## BEGIN

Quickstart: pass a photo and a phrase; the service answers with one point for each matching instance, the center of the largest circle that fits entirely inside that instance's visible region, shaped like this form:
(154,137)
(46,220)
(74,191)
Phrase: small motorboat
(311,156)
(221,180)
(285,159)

## END

» Written exercise: Copy all of the data exactly.

» Finished answer:
Quickstart: pass a photo and a phrase; the service answers with one point for each matching instance, the center of the largest circle that fits entirely inside that instance's visible region, shaped like this form:
(154,137)
(46,220)
(74,191)
Phrase: small motorboat
(311,156)
(221,180)
(285,159)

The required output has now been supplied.